**** Supplied passage ****

XDP Packet Filtering

High-performance packet filter:

// xdp_filter.c - Drop packets from specific IP

#include <linux/bpf.h>
#include <linux/if_ether.h>
#include <linux/ip.h>
#include <linux/in.h>
#include <bpf/bpf_helpers.h>

#define BLOCKED_IP 0x0A000001  // 10.0.0.1 in network byte order

SEC("xdp")
int xdp_filter_prog(struct xdp_md *ctx) {
    void *data_end = (void *)(long)ctx->data_end;
    void *data = (void *)(long)ctx->data;

    // Parse Ethernet header
    struct ethhdr *eth = data;
    if ((void *)(eth + 1) > data_end)
        return XDP_PASS;

    // Check if IPv4
    if (eth->h_proto != __constant_htons(ETH_P_IP))
        return XDP_PASS;

    // Parse IP header
    struct iphdr *ip = (struct iphdr *)(eth + 1);
    if ((void *)(ip + 1) > data_end)
        return XDP_PASS;

    // Drop packets from blocked IP
    if (ip->saddr == BLOCKED_IP) {
        return XDP_DROP;
    }

    return XDP_PASS;
}

char _license[] SEC("license") = "GPL";

Compile and load:

# Compile to BPF bytecode
clang -O2 -target bpf -c xdp_filter.c -o xdp_filter.o

# Load XDP program
sudo ip link set dev eth0 xdp obj xdp_filter.o sec xdp

# Verify loaded
sudo ip link show dev eth0

# Remove XDP program
sudo ip link set dev eth0 xdp off

TCP Connection Tracking

Monitor TCP connections:

#!/usr/bin/env python3
# tcp_tracker.py - Track TCP connections

from bcc import BPF
from socket import inet_ntop, AF_INET
import struct

# BPF program
program = """
#include <uapi/linux/ptrace.h>
#include <net/sock.h>
#include <bcc/proto.h>

// Data structure for events
struct conn_event {
    u32 saddr;
    u32 daddr;
    u16 sport;
    u16 dport;
    u32 state;
};

BPF_PERF_OUTPUT(events);

int trace_tcp_state_change(struct pt_regs *ctx, struct sock *sk, int oldstate, int newstate) {
    if (newstate != TCP_ESTABLISHED && newstate != TCP_CLOSE)
        return 0;

    struct conn_event event = {};

    // Extract connection information
    u16 family = sk->__sk_common.skc_family;
    if (family != AF_INET)
        return 0;

    event.saddr = sk->__sk_common.skc_rcv_saddr;
    event.daddr = sk->__sk_common.skc_daddr;
    event.sport = sk->__sk_common.skc_num;
    event.dport = sk->__sk_common.skc_dport;
    event.state = newstate;

    events.perf_submit(ctx, &event, sizeof(event));
    return 0;
}
"""

****

**What you will do:**
Extend the eBPF networking guide above, starting right after the closing quotes of the BPF program string.

**** Information provided ****

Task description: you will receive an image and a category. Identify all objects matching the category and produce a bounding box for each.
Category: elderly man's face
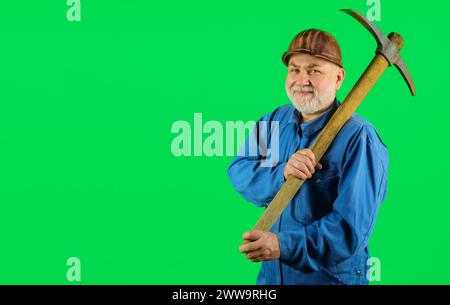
[286,54,345,116]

****

**Reply:**
# Load BPF program
b = BPF(text=program)

# Attach to TCP state change function
b.attach_kprobe(event="tcp_set_state", fn_name="trace_tcp_state_change")

# Event handler
def print_event(cpu, data, size):
    event = b["events"].event(data)

    saddr = inet_ntop(AF_INET, struct.pack("I", event.saddr))
    daddr = inet_ntop(AF_INET, struct.pack("I", event.daddr))
    sport = event.sport
    dport = event.dport
    state = "ESTABLISHED" if event.state == 1 else "CLOSE"

    print(f"{saddr}:{sport} -> {daddr}:{dport} [{state}]")

# Open perf buffer
b["events"].open_perf_buffer(print_event)

print("Tracking TCP connections... Press Ctrl-C to exit")

try:
    while True:
        b.perf_buffer_poll()
except KeyboardInterrupt:
    print("Exiting")

File Access Monitoring

Security monitoring example:

#!/usr/bin/env python3
# file_monitor.py - Monitor file access

from bcc import BPF

program = """
#include <uapi/linux/ptrace.h>
#include <linux/fs.h>

struct file_info {
    u32 pid;
    char comm[16];
    char filename[256];
};

BPF_PERF_OUTPUT(events);

int trace_open(struct pt_regs *ctx, struct file *file) {
    struct file_info info = {};

    info.pid = bpf_get_current_pid_tgid() >> 32;
    bpf_get_current_comm(&info.comm, sizeof(info.comm));

    // Get filename
    struct dentry *dentry = file->f_path.dentry;
    bpf_probe_read_kernel_str(&info.filename, sizeof(info.filename),
                              (void *)dentry->d_name.name);

    // Filter: only monitor /etc/ directory
    if (info.filename[0] == 'e' &&
        info.filename[1] == 't' &&
        info.filename[2] == 'c' &&
        info.filename[3] == '/') {
        events.perf_submit(ctx, &info, sizeof(info));
    }

    return 0;
}
"""

b = BPF(text=program)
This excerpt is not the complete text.